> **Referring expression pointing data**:
* * *

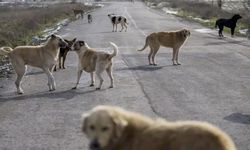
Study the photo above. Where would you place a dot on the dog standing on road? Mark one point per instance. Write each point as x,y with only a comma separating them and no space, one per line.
115,20
113,128
92,61
78,12
63,53
230,23
173,39
42,56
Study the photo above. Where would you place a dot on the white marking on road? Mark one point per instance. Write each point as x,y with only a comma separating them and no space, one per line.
205,30
133,22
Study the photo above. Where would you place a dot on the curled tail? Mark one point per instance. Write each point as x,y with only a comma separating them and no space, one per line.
5,50
115,49
146,44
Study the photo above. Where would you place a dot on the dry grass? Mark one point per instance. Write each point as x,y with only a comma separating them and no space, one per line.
19,23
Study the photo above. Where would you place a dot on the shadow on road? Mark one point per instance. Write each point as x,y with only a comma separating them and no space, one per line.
238,118
66,95
143,68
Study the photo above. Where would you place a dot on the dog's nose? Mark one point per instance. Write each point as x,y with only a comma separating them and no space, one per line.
94,144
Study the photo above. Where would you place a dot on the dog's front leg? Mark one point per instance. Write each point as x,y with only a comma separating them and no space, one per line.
92,79
79,73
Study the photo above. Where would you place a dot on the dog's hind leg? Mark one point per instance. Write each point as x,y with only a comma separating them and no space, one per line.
232,32
177,55
51,79
79,73
156,48
109,72
174,56
92,79
20,70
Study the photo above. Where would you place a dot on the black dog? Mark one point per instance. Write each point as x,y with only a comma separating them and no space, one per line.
63,53
230,23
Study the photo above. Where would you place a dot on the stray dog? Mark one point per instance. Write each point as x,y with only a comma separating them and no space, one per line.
173,39
115,20
113,128
42,56
230,23
92,61
89,18
78,12
63,53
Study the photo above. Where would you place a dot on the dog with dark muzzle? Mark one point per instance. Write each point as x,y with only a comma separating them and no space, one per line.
41,56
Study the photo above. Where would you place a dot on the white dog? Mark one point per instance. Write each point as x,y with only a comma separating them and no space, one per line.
42,56
115,19
92,61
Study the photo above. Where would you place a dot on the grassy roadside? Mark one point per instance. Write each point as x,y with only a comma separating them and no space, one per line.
205,14
19,23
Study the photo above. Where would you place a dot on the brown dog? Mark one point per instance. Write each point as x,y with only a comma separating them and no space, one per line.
63,53
92,61
113,128
173,39
42,56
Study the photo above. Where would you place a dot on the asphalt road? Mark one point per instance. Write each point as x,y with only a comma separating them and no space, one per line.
212,84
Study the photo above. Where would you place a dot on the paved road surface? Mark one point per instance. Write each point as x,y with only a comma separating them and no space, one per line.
212,84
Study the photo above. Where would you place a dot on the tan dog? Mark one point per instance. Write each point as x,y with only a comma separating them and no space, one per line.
113,128
92,61
42,56
174,39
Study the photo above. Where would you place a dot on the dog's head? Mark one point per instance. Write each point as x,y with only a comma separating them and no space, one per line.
103,126
78,44
236,17
56,39
185,33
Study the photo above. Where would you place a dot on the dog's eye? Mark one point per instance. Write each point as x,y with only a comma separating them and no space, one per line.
92,127
104,129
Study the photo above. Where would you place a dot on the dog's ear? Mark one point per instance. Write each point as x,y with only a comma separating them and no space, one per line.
119,125
82,43
84,122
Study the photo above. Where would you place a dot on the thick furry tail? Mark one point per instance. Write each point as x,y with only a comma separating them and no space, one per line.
146,44
5,50
115,49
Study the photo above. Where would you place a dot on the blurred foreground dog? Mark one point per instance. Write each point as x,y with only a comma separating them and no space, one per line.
42,56
116,19
112,128
230,23
92,61
172,39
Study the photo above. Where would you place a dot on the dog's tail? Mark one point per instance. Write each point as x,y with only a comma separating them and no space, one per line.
115,49
146,44
5,50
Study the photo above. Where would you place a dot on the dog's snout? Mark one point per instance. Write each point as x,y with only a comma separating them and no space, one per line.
94,144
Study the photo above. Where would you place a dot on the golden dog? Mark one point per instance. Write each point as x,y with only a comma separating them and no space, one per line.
42,56
113,128
92,61
174,39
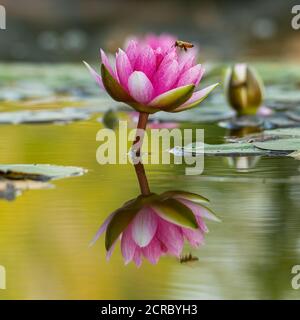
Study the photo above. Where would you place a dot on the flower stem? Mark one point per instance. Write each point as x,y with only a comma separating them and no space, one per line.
137,145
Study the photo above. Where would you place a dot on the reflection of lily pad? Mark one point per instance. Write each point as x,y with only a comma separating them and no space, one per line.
9,190
290,144
16,178
204,114
227,149
38,172
292,132
241,122
43,116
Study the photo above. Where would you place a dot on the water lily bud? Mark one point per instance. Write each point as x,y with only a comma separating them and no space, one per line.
243,89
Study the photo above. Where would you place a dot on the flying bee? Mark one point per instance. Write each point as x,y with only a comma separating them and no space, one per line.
188,258
183,45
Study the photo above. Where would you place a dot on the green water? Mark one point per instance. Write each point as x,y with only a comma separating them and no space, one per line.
44,234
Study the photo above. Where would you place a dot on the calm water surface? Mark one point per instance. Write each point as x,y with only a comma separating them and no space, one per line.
44,234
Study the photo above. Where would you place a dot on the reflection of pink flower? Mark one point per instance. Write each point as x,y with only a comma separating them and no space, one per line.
156,225
152,75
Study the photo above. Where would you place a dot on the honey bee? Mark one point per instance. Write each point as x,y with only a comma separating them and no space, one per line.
183,45
188,258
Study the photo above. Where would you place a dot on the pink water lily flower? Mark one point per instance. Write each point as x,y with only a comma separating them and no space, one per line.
155,225
152,75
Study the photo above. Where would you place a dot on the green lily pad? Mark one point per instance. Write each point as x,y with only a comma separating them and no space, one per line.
16,178
175,212
289,144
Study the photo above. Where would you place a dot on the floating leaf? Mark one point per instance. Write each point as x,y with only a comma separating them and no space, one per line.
293,132
38,172
113,88
186,195
227,149
295,155
43,116
289,144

* * *

> **Problem details**: Repeat, word for word, each of the records, omitting any image they hold.

> **Your solution**:
Study the photo above. Where would you place a dot on the dog standing on road? Mark one point per instance. Write each point as x,y with only a comma separating them and no space, one per line.
115,20
113,128
92,61
78,12
63,53
230,23
173,39
42,56
Study the photo above. Where would you place a dot on the white marking on road? Mark one point per instance. Write each point as x,y with only a comma separating them and no space, one per line.
205,30
133,22
Study the photo above. Where would you place a dot on the curled tail? Mark one point per instance. Write each point as x,y with only a comma separating them and no space, one per line.
5,50
115,49
146,44
Study the photo above. Where would you place a dot on the dry grass? Mark one point per instance. Write each point as x,y with only a comma separating them and no space, one per line.
19,23
Study the photo above. Where would you place a dot on the shadow on road? Mark one point per instance. Write each point as x,y with only a comma separating them and no space, one per line.
238,118
66,95
143,68
Study the photo above. Where would you place a dot on the dog's nose? Mark one point per instance. Write each point as x,y with only a comma separating them and no space, one per line.
94,144
Study the photo above. Where would you place a dot on the dog's front leg? Mark one point per instance. Write each point as x,y with only a comma separating them and no space, one per line.
92,79
79,73
Study the photo above. Where would you place a dot on the dog's hind leg? Mark one point per instance. Write each point as x,y with only a comma separating them and no space, one per line.
232,32
177,55
51,79
79,73
156,48
109,72
174,56
92,79
20,70
Study the photo above. Where would you place a dot on the black dog? Mark one point per instance. Write each point as x,y with only a comma separating them and no space, one per line.
63,53
230,23
Study the photo above. Where would you place a dot on the stray dog? Mark one point per instance. Write each point as x,y with only a comma separating them and no space, one per line.
173,39
115,20
113,128
42,56
230,23
92,61
89,18
78,12
63,53
Study the photo above. Where would you place a dot on the dog with dark muzzle? Mark one point per instance. Write each point as x,y with only a comma separating them and no space, one per line.
41,56
Study the photo above. Where would you place a dot on the white dog? Mark one point per instance. Write each point as x,y with only a comma separating them and no space, one per line.
42,56
115,19
92,61
Study the photo above. Where would you place a dot on the grassy roadside? Mark one point per instance. Write each point as x,y with only a comma separating them and no space, one per line.
205,14
19,23
Study the photo above. Where would you place a dot on the brown dog? Mark one point per instance. Write each point as x,y with only a comma separating them and no space, one per line.
63,53
92,61
113,128
173,39
42,56
Study the photo above. Where would you place a dot on the asphalt road? Mark one point per instance. Write each point as x,y with only a comma separating them and no space, one per line.
212,84
Study the photo above. Where would you place a dot on the paved road surface? Mark one point per instance. Write each point as x,y with only a comma separating them and no space, one per line.
212,84
Study the photo above. Where would you place a dot on the tan dog? Mark one point per instance. Write each point as x,y with only a comma separating them and no space, one per line.
113,128
92,61
42,56
174,39
Study the photo above. Where would you place a dot on the dog's head? Mark one point per instance. Write each point as x,y with only a comma separating them and no space, one per line.
103,126
78,44
236,17
56,39
185,33
Study the photo above. Where would you place a dot on the dog's eye? Mark one point per instance. Write each point as x,y with only a comma separating them and no space, one per line.
92,127
104,129
Study the photo above. Where would you place a dot on the dog's ear? Mark one point per instance. Write each point as x,y with only a comma separating them and no space, one per line.
119,125
82,43
84,122
Study the photo above. Where would you place a dot on the thick furry tail? Mark one point per instance. Write each point as x,y with only a comma separating them and no space, one per line.
146,44
5,50
115,49
Study the photo above. Where would you place a dot on the blurred foreground dog? Mark one point per instance. Write each point as x,y with only a comma separating them and no space, one per line.
42,56
116,19
112,128
230,23
92,61
172,39
Study the photo above. Where would you place a dot on the dog's tail? Mark one point per instance. Write each point as x,y with only a comma separating them and no space, one per line.
115,49
146,44
5,50
Study the photo above. Where would you place a dot on the dog's snout? Mark one point per instance. Write each point as x,y with only a comma separating them and no space, one per line.
94,144
Study the photo above. Where would you place a dot on the golden dog? Mark one point per instance. Write each point as x,y with only a comma separating them and no space, one per line.
42,56
113,128
92,61
174,39
Study the photo above. Where would you place a dot on the flower stem? Mark one point per instance. Write each point as x,y with only a comma separating them and no space, one per line.
137,145
Study the photo above. Where would you place a dot on the reflection of lily pad? Mark one point per instance. Write each point as x,y with only a comma separating them and no space, one per line.
9,190
290,144
16,178
204,114
227,149
38,172
292,132
241,122
43,116
Study the photo above. Where would you place a dot on the water lily bud? Mark one point per instance. Write each point as x,y with only a comma separating them and no space, one per line.
243,89
Study the photo above. Where would you place a dot on the flying bee? Mark one point per instance. Write each point as x,y with only a comma separating them and no space, one per line.
188,258
183,45
Study the photo above. Where would you place a dot on the green water? Mark one point per instance. Write each point as x,y with only a comma separating them and no space, one per line.
44,234
Study the photo above. Where would you place a dot on the calm water surface? Mark one point per instance. Write each point as x,y with only a comma separating them and no space, one per line.
44,234
Study the photo above. Where would you place a dot on the reflection of pink flower? Mark one point per instance. Write each point as x,y with only a comma separating them and no space, one per line.
156,225
152,75
Study the photo above. Where would you place a dot on the honey bee? Mark one point per instance. Write each point as x,y with only a comma separating them and no space, one per line.
183,45
188,258
Study the photo above. Where would you place a dot on the pink water lily flower? Mark one point per instance. Write each point as x,y with only a comma separating them and no space, one per line.
155,225
152,75
Study the photo above. Where would you place a dot on the green lily pad? Mark one point per instance. Write each point as x,y with only a comma separating them and no space, one per line.
16,178
175,212
289,144
Study the photo above. Where would you place a dot on the floating leaf? Mark one point per instance. Write each point as x,y with only a comma separating them and no space, one per line.
293,132
38,172
113,88
186,195
227,149
295,155
43,116
289,144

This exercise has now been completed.